On 26.09.2013 20:38, Matthew Arguin wrote:
David, completely possible that there is a bug in my manifest somewhere,
my coworker has been doing most of the work getting our puppet system
set up this way and i am working my way in to it, so i will certainly be
trying to see if there is duplication that needs not be there, however,
i do know that we have a pretty sizable number  of check (at least in my
opinion for the number of servers) for a total of 14 nodes (about 1100
active checks and 300 passive).

so that should result in the order of 2800 resources for the checks (1100+300, once for the actual node and once for the monitoring host).

That would indicate that you are storing 8-10 resources per check, which seems to indicate a certain "potential" for "optimisation".


Regards, David



On Thu, Sep 26, 2013 at 2:27 PM, Deepak Giridharagopal
<dee...@puppetlabs.com <mailto:dee...@puppetlabs.com>> wrote:


    On Sep 26, 2013, at 8:20 AM, Matthew Arguin <matthewarg...@gmail.com
    <mailto:matthewarg...@gmail.com>> wrote:

    So my reasoning behind the initial question/post again is due
    largely to being unfamiliar with puppetdb i would say.  We do
    export a lot of resources in our puppet deployment due to the
    nagios checks.  In poking around on the groups, i came across this
    post: https://groups.google.com/forum/#!topic/puppet-users/z1kjqwko1iA

    i was especially interested in the comment posted by windowsrefund
    at the bottom and trying to understand that because it seems like
    he is saying that i could reduce the amount of duplication of
    exported resources, but i am not entirely sure.

*PROMPT*. List every person the email thread mentions by name or username.

*RAW RECORDS*.
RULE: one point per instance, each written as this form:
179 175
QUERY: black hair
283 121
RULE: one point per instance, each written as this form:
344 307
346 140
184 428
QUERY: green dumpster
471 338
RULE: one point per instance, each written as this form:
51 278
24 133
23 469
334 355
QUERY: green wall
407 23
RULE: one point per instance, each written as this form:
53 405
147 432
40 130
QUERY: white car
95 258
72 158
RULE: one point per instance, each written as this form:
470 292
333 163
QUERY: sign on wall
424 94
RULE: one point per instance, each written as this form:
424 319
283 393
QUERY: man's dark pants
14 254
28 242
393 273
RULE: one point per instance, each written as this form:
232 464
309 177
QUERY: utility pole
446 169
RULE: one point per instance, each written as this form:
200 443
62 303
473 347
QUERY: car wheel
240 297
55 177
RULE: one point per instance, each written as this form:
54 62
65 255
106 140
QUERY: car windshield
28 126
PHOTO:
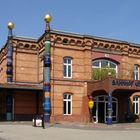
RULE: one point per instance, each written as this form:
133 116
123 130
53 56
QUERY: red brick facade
28 71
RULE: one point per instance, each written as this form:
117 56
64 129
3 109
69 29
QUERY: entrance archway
100 113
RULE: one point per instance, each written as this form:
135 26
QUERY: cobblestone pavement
69 131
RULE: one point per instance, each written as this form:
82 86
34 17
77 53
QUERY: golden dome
10 25
47 18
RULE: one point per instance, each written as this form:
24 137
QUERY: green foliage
100 74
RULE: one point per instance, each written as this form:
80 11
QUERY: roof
21 86
76 35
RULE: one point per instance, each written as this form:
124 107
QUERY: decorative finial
48 18
10 25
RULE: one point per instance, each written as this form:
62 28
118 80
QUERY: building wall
25 65
128 65
3 65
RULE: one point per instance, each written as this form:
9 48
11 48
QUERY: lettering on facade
127 83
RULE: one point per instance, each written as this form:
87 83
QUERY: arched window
136 105
67 104
67 67
102 68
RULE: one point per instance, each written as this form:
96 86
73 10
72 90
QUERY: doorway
100 113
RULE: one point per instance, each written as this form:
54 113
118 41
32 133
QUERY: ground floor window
136 105
100 112
67 104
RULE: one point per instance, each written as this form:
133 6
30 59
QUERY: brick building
81 66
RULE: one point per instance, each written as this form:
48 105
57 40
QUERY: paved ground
25 131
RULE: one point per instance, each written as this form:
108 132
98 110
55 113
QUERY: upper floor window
102 68
67 104
136 72
67 67
136 105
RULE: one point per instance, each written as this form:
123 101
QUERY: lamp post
90 105
47 72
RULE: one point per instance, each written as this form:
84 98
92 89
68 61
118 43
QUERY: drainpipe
47 73
109 109
9 71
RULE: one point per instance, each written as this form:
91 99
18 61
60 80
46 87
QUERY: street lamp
90 105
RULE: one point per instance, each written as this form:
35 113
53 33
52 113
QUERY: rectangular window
67 68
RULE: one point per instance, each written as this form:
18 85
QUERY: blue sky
115 19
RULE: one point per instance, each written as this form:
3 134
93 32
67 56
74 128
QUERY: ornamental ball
48 18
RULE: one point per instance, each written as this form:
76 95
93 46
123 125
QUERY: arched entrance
100 113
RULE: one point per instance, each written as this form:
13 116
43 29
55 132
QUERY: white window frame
136 104
67 67
136 72
67 105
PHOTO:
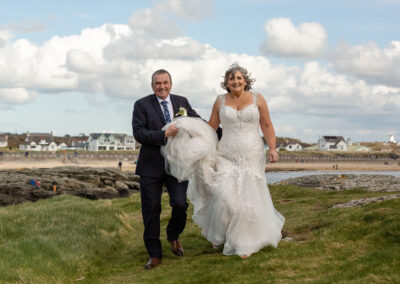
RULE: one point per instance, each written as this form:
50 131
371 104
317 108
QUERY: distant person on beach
150 115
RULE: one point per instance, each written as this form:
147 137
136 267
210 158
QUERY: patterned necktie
166 112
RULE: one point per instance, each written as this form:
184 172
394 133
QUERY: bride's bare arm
214 118
267 128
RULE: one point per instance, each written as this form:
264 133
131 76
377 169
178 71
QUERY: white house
3 140
328 143
62 146
349 142
110 142
37 142
290 147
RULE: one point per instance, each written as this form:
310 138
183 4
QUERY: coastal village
122 142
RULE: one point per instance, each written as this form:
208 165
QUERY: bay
273 177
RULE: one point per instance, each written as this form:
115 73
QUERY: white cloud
284 39
30 26
369 62
186 9
118 60
11 96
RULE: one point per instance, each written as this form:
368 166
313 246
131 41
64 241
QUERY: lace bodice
241 142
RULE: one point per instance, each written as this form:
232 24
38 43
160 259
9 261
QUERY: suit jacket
147 121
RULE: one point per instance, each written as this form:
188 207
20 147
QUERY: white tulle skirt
232 206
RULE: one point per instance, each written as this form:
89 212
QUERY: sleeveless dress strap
221 99
255 97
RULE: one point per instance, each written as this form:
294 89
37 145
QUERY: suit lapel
175 104
157 107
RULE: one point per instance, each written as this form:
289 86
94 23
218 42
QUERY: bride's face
236 82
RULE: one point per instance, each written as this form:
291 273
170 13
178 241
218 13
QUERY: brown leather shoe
176 247
153 262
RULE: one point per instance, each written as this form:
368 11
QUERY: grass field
73 240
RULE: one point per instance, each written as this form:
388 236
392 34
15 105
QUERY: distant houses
95 142
290 147
3 140
39 142
110 142
329 143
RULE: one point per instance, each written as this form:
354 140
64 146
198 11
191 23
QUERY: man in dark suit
150 114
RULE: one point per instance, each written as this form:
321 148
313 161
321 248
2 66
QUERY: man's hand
171 131
273 156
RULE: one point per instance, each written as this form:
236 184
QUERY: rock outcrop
342 182
92 183
365 201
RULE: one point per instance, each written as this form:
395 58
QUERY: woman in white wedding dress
227 184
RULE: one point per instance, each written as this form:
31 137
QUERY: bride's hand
273 156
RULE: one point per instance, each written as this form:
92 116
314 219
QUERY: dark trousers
150 192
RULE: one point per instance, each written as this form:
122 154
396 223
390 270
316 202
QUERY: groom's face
161 85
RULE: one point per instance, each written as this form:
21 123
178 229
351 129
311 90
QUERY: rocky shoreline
106 183
381 183
92 183
347 181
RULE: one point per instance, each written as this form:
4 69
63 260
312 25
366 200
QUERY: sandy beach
130 166
126 166
342 166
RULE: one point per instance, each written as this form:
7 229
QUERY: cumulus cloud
118 60
369 62
30 26
188 10
284 39
11 96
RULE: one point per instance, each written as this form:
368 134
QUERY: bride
227 184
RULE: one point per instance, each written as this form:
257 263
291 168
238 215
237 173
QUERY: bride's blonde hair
246 76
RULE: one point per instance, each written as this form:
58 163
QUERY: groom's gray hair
159 72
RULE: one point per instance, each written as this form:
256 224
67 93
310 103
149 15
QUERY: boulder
91 183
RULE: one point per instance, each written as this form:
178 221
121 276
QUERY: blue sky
324 67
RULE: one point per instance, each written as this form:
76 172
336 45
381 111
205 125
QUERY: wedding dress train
227 184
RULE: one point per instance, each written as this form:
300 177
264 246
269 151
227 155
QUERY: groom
150 114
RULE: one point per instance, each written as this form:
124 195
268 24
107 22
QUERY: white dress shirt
169 105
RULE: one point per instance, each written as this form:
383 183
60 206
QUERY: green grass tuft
68 239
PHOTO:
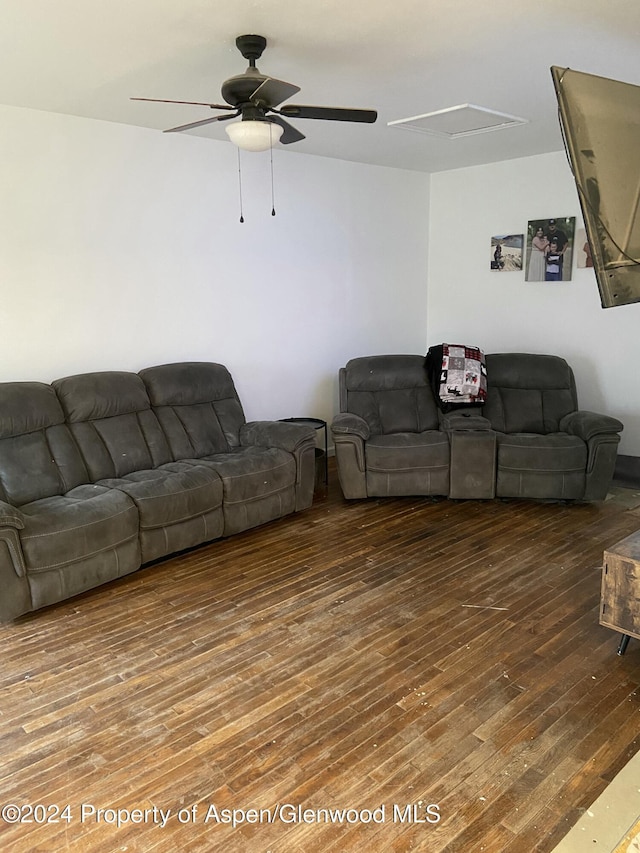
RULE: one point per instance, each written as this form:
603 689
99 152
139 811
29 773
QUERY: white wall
501 312
120 247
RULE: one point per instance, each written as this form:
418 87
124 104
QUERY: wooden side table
317 424
620 594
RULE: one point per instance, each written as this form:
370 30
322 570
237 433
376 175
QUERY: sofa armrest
280 434
347 423
12 520
586 425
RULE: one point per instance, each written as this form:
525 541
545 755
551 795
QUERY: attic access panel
461 120
600 119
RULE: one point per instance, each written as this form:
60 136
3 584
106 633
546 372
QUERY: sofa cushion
197 406
110 417
528 392
170 494
69 528
259 484
541 466
391 393
38 458
408 464
404 451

*RESULT OF THIS EXERCISE*. Matthew Arguin, David, Deepak Giridharagopal, windowsrefund